TASK ITEM
For this exercise, write out exactly the lines from the line containing "the dark tree" through the last line of the records, and no other lines.

DATA RECORDS
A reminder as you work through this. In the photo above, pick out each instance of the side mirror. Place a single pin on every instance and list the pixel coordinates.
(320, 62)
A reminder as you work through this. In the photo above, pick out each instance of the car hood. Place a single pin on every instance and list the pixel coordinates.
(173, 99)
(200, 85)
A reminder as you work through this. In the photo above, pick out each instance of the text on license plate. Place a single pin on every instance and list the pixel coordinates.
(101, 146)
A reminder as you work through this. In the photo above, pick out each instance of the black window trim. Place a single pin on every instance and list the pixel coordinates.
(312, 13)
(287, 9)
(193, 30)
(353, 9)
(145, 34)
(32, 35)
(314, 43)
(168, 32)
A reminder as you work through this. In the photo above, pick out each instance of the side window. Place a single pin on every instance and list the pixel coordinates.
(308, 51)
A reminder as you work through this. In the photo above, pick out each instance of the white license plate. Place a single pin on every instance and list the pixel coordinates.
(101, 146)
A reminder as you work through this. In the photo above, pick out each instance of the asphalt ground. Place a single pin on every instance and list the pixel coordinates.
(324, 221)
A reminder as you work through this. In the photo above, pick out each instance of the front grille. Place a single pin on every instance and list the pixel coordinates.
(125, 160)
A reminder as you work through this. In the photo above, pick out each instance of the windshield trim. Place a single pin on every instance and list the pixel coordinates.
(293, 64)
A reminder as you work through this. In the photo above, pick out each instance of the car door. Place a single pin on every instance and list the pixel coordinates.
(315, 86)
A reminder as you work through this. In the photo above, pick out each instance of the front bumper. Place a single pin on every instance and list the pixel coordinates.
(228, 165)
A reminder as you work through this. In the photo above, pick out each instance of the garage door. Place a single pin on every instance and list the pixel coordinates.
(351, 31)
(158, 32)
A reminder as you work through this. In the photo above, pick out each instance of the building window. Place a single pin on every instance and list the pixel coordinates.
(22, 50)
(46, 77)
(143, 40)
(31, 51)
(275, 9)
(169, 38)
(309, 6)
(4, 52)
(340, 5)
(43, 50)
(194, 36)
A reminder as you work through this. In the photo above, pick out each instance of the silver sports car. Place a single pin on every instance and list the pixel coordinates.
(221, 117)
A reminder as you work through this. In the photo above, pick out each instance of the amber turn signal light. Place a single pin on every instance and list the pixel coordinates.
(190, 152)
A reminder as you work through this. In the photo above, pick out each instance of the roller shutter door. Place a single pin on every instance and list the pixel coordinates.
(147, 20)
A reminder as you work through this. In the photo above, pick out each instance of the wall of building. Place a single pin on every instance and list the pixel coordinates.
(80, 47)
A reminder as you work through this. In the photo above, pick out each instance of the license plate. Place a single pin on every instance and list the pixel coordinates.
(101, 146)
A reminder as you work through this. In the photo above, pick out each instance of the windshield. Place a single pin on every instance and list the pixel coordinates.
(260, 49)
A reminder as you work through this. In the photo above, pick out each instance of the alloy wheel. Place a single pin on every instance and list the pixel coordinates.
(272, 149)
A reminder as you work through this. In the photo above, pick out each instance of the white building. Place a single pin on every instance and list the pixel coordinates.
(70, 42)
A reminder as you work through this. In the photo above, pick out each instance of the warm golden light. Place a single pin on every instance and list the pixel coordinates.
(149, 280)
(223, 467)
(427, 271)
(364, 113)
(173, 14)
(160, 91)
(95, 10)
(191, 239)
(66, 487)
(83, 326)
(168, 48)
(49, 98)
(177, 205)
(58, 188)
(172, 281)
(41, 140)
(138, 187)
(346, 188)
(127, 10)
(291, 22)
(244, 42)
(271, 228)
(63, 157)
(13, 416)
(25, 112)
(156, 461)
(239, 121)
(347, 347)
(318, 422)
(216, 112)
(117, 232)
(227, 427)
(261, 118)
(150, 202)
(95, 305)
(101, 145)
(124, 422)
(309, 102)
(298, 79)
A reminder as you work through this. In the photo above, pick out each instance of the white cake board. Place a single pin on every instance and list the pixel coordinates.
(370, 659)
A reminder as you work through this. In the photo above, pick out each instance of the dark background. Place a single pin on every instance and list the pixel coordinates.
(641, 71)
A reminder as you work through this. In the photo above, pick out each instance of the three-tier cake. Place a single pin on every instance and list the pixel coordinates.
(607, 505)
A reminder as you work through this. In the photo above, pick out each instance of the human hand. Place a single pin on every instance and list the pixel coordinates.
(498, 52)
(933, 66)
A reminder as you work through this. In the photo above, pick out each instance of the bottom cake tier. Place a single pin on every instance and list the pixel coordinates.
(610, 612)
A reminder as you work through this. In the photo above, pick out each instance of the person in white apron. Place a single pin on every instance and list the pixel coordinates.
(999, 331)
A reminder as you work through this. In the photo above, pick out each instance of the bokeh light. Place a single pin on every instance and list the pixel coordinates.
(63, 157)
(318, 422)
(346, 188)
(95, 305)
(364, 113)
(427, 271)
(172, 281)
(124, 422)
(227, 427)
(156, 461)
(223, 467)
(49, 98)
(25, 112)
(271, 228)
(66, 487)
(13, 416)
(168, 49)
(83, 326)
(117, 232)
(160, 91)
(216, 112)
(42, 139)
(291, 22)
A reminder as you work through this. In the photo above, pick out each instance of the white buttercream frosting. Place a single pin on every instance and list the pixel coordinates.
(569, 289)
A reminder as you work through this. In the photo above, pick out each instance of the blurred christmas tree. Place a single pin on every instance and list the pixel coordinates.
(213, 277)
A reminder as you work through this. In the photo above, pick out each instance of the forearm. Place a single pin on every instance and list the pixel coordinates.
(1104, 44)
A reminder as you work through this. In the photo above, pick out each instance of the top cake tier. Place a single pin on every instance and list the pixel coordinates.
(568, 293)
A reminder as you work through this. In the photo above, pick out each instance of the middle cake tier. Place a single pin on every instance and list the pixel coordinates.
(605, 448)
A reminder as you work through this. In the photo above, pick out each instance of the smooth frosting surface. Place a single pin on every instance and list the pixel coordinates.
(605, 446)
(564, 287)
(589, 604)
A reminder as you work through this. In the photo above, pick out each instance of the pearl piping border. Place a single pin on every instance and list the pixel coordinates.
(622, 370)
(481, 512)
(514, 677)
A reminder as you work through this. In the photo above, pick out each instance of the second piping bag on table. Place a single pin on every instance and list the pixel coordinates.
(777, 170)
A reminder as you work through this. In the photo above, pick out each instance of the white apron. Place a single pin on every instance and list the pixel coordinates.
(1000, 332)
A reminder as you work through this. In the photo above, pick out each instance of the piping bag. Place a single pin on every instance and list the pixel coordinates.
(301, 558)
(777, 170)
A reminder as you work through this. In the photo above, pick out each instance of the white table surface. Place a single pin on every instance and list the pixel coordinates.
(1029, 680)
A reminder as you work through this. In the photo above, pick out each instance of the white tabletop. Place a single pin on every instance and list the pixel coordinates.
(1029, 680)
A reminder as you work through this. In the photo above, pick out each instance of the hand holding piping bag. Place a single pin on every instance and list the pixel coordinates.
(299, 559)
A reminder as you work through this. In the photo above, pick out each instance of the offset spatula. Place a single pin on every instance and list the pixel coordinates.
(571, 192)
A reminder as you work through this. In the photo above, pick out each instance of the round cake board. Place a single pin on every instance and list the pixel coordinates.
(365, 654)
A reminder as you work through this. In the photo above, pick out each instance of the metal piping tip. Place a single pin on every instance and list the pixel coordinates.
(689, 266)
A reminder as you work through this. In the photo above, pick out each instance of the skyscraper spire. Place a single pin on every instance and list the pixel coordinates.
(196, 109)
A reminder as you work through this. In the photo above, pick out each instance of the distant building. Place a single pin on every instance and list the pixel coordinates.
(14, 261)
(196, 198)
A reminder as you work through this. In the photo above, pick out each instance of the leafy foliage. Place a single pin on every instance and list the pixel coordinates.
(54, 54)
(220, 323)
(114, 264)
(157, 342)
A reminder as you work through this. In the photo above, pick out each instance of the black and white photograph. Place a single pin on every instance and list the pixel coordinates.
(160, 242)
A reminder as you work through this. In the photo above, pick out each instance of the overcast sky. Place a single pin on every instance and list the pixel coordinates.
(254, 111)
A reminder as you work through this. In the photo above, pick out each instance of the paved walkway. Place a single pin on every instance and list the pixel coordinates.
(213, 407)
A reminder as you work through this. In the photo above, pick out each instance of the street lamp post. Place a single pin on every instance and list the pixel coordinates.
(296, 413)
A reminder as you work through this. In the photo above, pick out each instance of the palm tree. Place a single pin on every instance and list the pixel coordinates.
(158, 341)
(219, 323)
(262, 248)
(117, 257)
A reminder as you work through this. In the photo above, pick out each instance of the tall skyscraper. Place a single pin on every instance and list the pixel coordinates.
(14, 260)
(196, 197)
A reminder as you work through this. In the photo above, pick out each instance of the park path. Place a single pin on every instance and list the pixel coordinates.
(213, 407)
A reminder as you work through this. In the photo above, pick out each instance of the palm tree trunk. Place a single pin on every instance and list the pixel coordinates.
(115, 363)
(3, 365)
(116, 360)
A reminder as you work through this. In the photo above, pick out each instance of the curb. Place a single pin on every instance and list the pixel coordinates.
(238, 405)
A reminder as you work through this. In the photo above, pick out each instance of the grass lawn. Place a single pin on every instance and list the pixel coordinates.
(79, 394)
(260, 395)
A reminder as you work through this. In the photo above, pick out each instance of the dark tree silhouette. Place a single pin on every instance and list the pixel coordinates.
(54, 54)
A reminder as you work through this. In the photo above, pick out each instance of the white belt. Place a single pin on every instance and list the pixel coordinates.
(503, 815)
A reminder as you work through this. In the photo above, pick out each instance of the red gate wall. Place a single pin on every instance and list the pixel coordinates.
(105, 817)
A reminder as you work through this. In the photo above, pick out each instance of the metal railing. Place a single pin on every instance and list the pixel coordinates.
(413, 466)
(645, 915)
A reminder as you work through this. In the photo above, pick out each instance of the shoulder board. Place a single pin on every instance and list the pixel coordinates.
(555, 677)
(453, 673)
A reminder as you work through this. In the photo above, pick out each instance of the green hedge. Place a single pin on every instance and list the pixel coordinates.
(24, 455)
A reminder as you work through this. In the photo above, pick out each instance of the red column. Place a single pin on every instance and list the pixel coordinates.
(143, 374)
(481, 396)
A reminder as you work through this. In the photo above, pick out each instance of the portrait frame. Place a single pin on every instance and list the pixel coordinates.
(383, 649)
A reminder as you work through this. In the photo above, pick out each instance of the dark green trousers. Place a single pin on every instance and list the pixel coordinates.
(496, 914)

RESPONSE AREA
A reminder as you work through this. In the photo above, pick out each instance of the dark tree silhouette. Place a single pin on every instance and list the pixel coordinates.
(54, 54)
A reminder as you work through this. In the photo above, pick out each instance of the white belt. Place a single pin on every instance and list the pixel coordinates.
(503, 815)
A reminder as you work through this. In the photo above, pick out each instance of the red gate wall. Place a single pin on every instance and list the pixel coordinates.
(105, 817)
A reminder as you work through this. In the photo above, pick out each instance of the metal railing. Place a single pin on every instance and list the pixel coordinates.
(413, 466)
(645, 915)
A reminder as you work through this. In the photo above, pick out each instance of the shoulder board. Place a single pin on every instance and list the pixel coordinates.
(555, 677)
(453, 673)
A reminder as you work through this. In the photo above, pick out each instance of the green hedge. Place a single pin on every instance and list the pixel coordinates.
(24, 455)
A reminder as you work through this. In the photo above, pick out each instance of the red column. Place a single pin on every instance and list the pixel coordinates.
(143, 374)
(481, 396)
A reminder as you work through this. In the photo above, pick out each instance of the portrait frame. Place a single pin on every instance and list the pixel coordinates.
(383, 649)
A reminder as you work through this. In the photo above, pick out each instance of the dark green trousers. Place a single pin on every instance and list the pixel coordinates.
(496, 914)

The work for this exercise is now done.